§ **Exercises to complete**
#1 Do these statements agree with the passage on Modern Family and Shameless? (a) Shameless is a Showtime program. (b) The Gallagher family lives on the North Side of Chicago. (c) Fiona looks after the family. For each, answer yes or no and quote the deciding words of the passage.
#2 Reproduce the passage on Modern Family and Shameless word for word, between "Shameless is Modern" and "more hilarious set-up?", inclusive.

Junius Randolph - Northwestern University
Modern Family helped modernize the concept of “family” on regular TV. The creators whipped together hilarious seasons of a complicated family tree with contemporary issues hanging from its branches. Most episodes end with morals relatable to any family, even if protagonists deviate from the “norm.”
Shameless is Modern Family’s similar antithesis on premium cable. The Showtime dramedy centers around the gravely poor Gallagher family on the South Side of Chicago (North Lawndale to be exact). Dad (Frank) is a drunk. The oldest sister (Fiona) takes care of the family. The oldest brother (Lip) is a genius. The second oldest brother (Ian) is a gay JROTC cadet. The younger sister (Debbie) hustles for every penny. Another brother (Karl) has psychopathic tendencies. The neighbors are sexual freaks. And the baby brother (Liam) is somehow part black. Can you think of a more hilarious set-up?

§ **Data extracts**
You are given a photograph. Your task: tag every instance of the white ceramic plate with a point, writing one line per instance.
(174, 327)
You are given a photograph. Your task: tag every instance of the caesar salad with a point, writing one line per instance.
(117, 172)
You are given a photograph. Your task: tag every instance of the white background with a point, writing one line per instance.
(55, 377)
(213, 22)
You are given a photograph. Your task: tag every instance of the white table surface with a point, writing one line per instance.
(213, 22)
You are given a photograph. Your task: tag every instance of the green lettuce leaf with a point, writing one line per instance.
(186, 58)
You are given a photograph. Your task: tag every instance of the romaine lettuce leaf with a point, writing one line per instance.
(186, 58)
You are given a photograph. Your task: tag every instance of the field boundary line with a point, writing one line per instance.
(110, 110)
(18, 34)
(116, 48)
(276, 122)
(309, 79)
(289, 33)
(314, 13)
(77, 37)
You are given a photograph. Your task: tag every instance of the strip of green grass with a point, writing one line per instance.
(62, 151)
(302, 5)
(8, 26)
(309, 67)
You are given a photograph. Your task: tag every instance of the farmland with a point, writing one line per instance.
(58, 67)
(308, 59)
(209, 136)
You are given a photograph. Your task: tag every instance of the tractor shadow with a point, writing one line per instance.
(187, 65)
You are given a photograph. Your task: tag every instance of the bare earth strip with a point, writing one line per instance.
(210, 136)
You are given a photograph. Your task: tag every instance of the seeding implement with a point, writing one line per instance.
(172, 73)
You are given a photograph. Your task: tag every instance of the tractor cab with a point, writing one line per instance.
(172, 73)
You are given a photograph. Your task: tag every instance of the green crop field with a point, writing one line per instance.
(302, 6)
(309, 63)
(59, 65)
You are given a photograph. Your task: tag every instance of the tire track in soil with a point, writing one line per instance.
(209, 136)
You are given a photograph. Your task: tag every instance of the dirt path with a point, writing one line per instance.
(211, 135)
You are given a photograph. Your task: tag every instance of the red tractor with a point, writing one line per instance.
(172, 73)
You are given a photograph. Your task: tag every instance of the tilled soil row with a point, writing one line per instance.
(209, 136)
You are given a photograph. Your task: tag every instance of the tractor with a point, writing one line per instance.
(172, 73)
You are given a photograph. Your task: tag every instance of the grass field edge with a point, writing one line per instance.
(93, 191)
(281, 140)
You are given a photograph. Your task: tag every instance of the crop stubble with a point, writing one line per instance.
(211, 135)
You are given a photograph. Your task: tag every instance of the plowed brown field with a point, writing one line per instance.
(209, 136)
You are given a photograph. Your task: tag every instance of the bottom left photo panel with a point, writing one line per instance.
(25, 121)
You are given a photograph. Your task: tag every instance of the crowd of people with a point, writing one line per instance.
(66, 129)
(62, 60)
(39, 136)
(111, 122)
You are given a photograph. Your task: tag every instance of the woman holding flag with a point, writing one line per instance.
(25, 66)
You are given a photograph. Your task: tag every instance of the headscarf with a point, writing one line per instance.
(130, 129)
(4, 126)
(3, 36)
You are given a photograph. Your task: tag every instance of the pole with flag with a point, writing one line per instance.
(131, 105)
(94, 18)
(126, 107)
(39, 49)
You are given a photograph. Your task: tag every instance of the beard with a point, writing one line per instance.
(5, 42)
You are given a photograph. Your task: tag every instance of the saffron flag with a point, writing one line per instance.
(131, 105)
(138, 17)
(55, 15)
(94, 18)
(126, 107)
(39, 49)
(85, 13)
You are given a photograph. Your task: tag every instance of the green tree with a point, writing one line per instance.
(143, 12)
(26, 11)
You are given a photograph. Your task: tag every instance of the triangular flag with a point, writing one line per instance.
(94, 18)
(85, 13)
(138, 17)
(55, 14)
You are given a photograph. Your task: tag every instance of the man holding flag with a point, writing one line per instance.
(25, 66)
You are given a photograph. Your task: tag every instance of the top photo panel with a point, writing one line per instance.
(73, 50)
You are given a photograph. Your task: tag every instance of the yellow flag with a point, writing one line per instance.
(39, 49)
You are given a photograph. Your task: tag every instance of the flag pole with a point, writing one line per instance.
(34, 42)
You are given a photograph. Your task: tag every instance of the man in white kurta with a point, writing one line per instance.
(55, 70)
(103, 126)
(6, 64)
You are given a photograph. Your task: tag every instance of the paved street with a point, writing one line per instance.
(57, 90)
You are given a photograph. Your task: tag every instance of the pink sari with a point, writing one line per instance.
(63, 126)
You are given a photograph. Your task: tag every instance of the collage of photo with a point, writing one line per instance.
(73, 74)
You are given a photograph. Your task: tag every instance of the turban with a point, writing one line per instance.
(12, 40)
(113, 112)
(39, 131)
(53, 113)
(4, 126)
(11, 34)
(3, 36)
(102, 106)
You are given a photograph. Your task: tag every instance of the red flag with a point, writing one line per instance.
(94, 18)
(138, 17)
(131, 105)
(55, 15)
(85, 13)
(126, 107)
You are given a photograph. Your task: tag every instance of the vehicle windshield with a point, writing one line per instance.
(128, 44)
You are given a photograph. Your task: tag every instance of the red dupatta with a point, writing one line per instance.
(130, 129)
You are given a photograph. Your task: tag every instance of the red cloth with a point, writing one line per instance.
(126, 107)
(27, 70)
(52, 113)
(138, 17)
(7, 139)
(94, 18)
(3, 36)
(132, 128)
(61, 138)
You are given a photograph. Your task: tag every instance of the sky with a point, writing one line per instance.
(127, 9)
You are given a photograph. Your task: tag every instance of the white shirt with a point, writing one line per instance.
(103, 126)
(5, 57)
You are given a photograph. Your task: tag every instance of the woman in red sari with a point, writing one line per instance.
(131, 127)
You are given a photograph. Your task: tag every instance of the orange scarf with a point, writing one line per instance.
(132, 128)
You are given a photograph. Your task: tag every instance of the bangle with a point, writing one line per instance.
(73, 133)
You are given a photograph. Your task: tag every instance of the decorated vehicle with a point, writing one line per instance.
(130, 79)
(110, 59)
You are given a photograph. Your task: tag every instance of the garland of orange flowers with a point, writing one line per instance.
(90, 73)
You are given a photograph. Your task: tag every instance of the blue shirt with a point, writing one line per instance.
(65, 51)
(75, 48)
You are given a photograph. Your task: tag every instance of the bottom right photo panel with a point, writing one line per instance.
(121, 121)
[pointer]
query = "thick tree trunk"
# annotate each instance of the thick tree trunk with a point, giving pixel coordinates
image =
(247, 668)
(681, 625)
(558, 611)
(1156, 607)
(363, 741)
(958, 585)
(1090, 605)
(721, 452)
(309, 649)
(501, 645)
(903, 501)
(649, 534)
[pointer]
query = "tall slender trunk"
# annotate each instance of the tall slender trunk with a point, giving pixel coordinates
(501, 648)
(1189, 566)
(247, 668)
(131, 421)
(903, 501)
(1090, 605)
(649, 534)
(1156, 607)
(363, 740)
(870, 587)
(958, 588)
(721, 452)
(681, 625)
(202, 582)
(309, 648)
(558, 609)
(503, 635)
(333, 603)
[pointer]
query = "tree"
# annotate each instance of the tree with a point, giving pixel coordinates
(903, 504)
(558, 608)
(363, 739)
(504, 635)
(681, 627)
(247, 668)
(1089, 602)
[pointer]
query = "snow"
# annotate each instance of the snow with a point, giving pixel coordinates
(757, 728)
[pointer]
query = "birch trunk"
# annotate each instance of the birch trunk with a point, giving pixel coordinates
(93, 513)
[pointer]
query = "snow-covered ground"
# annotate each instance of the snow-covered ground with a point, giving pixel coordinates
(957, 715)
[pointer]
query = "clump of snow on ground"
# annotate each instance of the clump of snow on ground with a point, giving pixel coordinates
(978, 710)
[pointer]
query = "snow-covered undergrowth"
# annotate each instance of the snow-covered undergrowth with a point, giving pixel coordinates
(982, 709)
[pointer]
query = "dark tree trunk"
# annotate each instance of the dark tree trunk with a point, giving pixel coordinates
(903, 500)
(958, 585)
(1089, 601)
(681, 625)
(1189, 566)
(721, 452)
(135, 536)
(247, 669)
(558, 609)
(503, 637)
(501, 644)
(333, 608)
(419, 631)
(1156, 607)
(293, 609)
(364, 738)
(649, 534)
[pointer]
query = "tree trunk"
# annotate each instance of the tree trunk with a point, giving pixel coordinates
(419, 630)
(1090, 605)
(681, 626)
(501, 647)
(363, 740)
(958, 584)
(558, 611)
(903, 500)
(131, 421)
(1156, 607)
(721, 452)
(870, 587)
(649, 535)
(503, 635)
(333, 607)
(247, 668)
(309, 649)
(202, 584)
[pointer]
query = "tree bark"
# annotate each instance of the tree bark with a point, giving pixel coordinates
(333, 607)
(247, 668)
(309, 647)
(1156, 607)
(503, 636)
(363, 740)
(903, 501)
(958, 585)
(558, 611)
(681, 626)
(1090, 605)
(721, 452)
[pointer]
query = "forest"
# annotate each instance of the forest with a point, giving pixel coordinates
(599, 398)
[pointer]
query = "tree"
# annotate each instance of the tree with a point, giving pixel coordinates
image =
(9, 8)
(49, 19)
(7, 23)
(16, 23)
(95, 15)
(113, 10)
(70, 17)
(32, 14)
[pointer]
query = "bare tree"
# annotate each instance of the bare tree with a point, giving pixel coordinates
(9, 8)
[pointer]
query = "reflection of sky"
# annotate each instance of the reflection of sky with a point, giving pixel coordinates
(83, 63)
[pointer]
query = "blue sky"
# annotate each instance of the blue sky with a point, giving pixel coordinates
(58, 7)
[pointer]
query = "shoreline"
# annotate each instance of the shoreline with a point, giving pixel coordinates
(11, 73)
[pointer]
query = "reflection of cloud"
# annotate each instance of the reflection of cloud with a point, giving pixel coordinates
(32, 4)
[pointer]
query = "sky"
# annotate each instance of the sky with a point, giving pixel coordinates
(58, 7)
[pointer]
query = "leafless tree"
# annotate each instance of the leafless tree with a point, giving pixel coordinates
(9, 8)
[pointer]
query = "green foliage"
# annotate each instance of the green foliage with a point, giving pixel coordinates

§ **Responses per task**
#1
(a) Yes: "The Showtime dramedy"
(b) No: "on the South Side of Chicago (North Lawndale to be exact)"
(c) Yes: "The oldest sister (Fiona) takes care of the family."

#2
Shameless is Modern Family’s similar antithesis on premium cable. The Showtime dramedy centers around the gravely poor Gallagher family on the South Side of Chicago (North Lawndale to be exact). Dad (Frank) is a drunk. The oldest sister (Fiona) takes care of the family. The oldest brother (Lip) is a genius. The second oldest brother (Ian) is a gay JROTC cadet. The younger sister (Debbie) hustles for every penny. Another brother (Karl) has psychopathic tendencies. The neighbors are sexual freaks. And the baby brother (Liam) is somehow part black. Can you think of a more hilarious set-up?